WHAT IS BEING ASKED »
Your task is to repeat each record verbatim, exactly as it was written.

** Opening RECORDED INFORMATION block **

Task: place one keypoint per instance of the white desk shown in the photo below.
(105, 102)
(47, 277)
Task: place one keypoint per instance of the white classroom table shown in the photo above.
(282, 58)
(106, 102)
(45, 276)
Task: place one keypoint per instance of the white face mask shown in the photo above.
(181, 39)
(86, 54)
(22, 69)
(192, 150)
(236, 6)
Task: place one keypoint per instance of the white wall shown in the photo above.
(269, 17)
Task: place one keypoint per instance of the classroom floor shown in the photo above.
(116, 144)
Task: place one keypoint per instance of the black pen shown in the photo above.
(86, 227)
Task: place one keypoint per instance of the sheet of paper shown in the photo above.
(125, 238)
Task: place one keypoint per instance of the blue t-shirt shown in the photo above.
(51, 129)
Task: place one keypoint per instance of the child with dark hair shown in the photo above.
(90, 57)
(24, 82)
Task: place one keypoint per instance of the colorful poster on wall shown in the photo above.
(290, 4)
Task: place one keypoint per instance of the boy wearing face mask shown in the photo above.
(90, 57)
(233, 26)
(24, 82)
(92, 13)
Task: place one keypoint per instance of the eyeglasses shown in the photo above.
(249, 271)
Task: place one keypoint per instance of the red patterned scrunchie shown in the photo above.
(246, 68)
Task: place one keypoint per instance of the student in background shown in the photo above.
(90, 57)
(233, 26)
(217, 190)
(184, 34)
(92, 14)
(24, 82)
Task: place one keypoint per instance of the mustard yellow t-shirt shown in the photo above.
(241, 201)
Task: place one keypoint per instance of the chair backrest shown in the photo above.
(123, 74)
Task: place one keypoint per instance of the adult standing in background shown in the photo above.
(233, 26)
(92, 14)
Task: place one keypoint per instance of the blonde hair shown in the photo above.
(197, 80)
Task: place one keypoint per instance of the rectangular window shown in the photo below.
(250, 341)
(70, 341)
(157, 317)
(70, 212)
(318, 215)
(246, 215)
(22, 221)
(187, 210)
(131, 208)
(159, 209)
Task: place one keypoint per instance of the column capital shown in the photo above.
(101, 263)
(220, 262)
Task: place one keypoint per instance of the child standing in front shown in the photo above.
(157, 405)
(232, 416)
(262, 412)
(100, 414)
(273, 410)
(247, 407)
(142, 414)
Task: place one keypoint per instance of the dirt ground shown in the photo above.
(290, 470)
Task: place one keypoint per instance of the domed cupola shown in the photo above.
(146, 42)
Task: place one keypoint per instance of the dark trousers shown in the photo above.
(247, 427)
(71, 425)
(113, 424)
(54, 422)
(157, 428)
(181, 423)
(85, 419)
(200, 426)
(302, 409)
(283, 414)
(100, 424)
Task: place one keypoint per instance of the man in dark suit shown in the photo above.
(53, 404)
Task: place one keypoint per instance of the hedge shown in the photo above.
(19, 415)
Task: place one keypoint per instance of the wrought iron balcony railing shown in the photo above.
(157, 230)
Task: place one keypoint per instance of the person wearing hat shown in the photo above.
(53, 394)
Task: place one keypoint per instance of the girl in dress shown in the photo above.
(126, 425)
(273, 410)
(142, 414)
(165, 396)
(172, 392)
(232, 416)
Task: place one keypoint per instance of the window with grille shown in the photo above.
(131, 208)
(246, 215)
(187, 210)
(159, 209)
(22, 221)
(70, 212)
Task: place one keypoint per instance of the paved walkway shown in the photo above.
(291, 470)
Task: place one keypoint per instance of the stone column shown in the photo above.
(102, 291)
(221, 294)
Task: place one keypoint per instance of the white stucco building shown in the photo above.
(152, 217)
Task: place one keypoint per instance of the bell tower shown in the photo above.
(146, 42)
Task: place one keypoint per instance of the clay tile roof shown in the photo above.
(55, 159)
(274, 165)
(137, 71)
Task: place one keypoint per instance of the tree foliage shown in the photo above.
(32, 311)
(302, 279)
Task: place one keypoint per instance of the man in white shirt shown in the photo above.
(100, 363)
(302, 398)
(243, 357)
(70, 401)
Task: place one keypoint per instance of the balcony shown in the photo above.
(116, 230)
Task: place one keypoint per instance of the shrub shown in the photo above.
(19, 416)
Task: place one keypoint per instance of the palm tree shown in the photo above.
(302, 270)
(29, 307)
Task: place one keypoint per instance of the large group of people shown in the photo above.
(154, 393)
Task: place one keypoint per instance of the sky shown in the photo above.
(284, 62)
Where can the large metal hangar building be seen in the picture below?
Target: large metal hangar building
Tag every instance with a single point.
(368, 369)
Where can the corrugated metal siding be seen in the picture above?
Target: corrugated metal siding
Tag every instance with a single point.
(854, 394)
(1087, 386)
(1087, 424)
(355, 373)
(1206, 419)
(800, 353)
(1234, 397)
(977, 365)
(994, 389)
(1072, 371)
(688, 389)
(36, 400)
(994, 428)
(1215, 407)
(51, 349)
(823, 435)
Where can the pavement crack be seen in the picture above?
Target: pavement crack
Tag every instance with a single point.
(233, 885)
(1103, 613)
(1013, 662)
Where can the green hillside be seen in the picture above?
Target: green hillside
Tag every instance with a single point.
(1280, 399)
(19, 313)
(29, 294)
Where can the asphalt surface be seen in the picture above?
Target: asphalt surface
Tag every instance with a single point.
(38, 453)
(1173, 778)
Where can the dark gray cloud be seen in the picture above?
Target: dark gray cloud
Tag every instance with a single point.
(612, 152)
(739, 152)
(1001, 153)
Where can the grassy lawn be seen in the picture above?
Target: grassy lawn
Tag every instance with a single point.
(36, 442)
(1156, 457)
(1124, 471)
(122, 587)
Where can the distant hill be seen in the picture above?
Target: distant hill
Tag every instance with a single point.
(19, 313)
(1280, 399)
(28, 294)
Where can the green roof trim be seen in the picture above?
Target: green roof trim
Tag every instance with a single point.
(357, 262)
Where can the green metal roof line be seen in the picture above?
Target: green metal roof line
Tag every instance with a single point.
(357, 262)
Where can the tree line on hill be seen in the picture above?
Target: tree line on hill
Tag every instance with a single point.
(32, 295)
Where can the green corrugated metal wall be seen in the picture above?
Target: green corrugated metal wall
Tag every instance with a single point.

** Closing RECORDED INFORMATION block **

RESULT OF THIS EXERCISE »
Task: place one keypoint per instance of the white desk shown in the photo below.
(105, 102)
(47, 277)
Task: place one keypoint per instance of the white classroom table shown in the photo above.
(282, 58)
(106, 102)
(45, 276)
Task: place one keypoint per instance of the white face mask shown in the photo above.
(181, 39)
(86, 54)
(22, 69)
(192, 150)
(236, 6)
Task: place one keypoint per instance of the white wall shown in the photo above.
(269, 17)
Task: place one keypoint per instance of the classroom floor shown in the photo above.
(116, 144)
Task: place one keypoint per instance of the black pen shown in the photo above.
(86, 227)
Task: place one keypoint per instance of the sheet of paper shown in the photo above.
(125, 238)
Task: place one keypoint per instance of the blue t-shirt shown in the photo above.
(51, 129)
Task: place one keypoint per instance of the child with dark hair shown in the photo above.
(90, 57)
(24, 82)
Task: place one keypoint per instance of the colorful poster on wall shown in the photo above.
(290, 4)
Task: place one keypoint per instance of the boy wearing face mask shown in the photo above.
(90, 57)
(233, 26)
(24, 82)
(92, 13)
Task: place one keypoint per instance of the eyeglasses shown in the photo above.
(249, 271)
Task: place one keypoint per instance of the red patterned scrunchie shown in the photo above.
(246, 68)
Task: place one keypoint per instance of the student in background shown in the photo above.
(90, 57)
(233, 26)
(217, 190)
(184, 34)
(92, 14)
(24, 82)
Task: place one keypoint per instance of the mustard yellow t-shirt shown in the photo above.
(241, 201)
Task: place one keypoint per instance of the chair backrest shown in the photo above.
(123, 74)
Task: place one keypoint per instance of the adult standing in background shown in the photo above.
(233, 26)
(92, 14)
Task: place one keypoint per instance of the blonde hair shown in the photo above.
(197, 80)
Task: place one keypoint per instance of the rectangular window shown in the photo below.
(250, 341)
(70, 341)
(157, 317)
(70, 212)
(318, 215)
(246, 215)
(22, 221)
(187, 210)
(131, 208)
(159, 209)
Task: place one keypoint per instance of the column capital shown in the photo above.
(101, 263)
(220, 262)
Task: place one keypoint per instance of the child standing in front shown in the photo above.
(157, 405)
(232, 416)
(262, 412)
(100, 414)
(273, 410)
(247, 407)
(142, 414)
Task: place one keypoint per instance of the dirt ground shown in the photo above.
(290, 470)
Task: place one keypoint per instance of the domed cupola shown in the photo above.
(146, 42)
Task: place one keypoint per instance of the dark trousers shown in the photo above.
(247, 427)
(71, 425)
(113, 424)
(54, 422)
(157, 428)
(181, 423)
(85, 419)
(200, 426)
(302, 409)
(283, 414)
(100, 424)
Task: place one keypoint per instance of the man in dark suit shown in the photo above.
(53, 404)
Task: place one keypoint per instance of the hedge shown in the photo above.
(19, 415)
Task: place one keypoint per instance of the wrought iron balcony railing shown in the photo above.
(157, 230)
Task: place one keypoint per instance of the person wearing hat shown in the photo above.
(53, 394)
Task: place one keypoint per instance of the girl in dress shown in the photo above.
(126, 425)
(273, 410)
(142, 414)
(165, 396)
(172, 392)
(232, 416)
Task: place one keypoint per instance of the window with grille shown in the photo above.
(131, 208)
(246, 215)
(187, 210)
(159, 209)
(22, 221)
(70, 212)
Task: place one keypoint per instance of the paved walkway shown in the photo above.
(291, 470)
Task: place one keypoint per instance of the stone column shown in the photo above.
(102, 291)
(221, 294)
Task: place one keypoint per instance of the white stucco building shown in the photo above.
(152, 217)
Task: place one keypoint per instance of the bell tower shown in the photo above.
(146, 42)
Task: place one keypoint per instance of the clay tile roof shown in the photo above.
(55, 159)
(274, 165)
(137, 71)
Task: place one keypoint per instance of the tree foliage shown in the photo above.
(32, 311)
(302, 279)
Task: place one keypoint per instance of the man in white shirt shown in the photo above.
(100, 363)
(302, 398)
(243, 357)
(70, 401)
Task: place one keypoint per instance of the balcony shown in the photo above.
(116, 230)
Task: place one keypoint per instance of the shrub shown in the photo above.
(19, 416)
Task: place one keypoint per instance of the palm tree shown in the photo above.
(302, 270)
(29, 307)
Task: place one keypoint per instance of the large group of people shown in the photo above.
(154, 393)
Task: place one keypoint per instance of the sky shown in the photo above.
(284, 62)
Where can the large metal hangar building be seen in the picture below?
Target: large metal hangar building
Tag every instance with a single point.
(368, 369)
Where can the corrugated metal siding be seen in the picture above?
Target: corrugated metal siding
Tag every instance with a single point.
(854, 394)
(1087, 386)
(1087, 424)
(355, 373)
(1206, 419)
(800, 353)
(1234, 397)
(977, 365)
(994, 389)
(1072, 371)
(688, 389)
(36, 400)
(994, 428)
(1215, 407)
(51, 349)
(823, 435)
Where can the pavement crack be seen in the picture above?
Target: pavement crack
Tag every instance with a single point.
(233, 885)
(1103, 613)
(1013, 662)
Where can the green hillside be seen in the picture above?
Target: green hillside
Tag every instance with a single point.
(1280, 399)
(19, 313)
(29, 294)
Where can the asphalt surface be seen in the picture above?
Target: asphalt surface
Tag every instance with a single point.
(38, 453)
(1173, 778)
Where can the dark gray cloud be seen in the picture above?
Target: dark gray cloud
Tag every instance with a single point.
(612, 152)
(739, 152)
(1001, 153)
Where can the grassy lawn be seen in the picture above?
Target: grassy lawn
Tag every instance with a single point.
(36, 442)
(1156, 457)
(1124, 471)
(122, 587)
Where can the distant hill be seen in the picture above?
Target: distant hill
Tag every instance with a single point.
(19, 313)
(1280, 399)
(28, 294)
Where can the green roof trim be seen in the picture above?
Target: green roof trim
Tag every instance with a single point.
(357, 262)
Where can the green metal roof line be seen in the picture above?
Target: green metal roof line
Tag every instance with a single point.
(357, 262)
Where can the tree line on hill be seen in the picture above?
Target: tree line on hill
Tag every instance with a single point.
(32, 295)
Where can the green corrugated metal wall be seen in the picture above?
Target: green corrugated metal wall
Tag every instance with a single point.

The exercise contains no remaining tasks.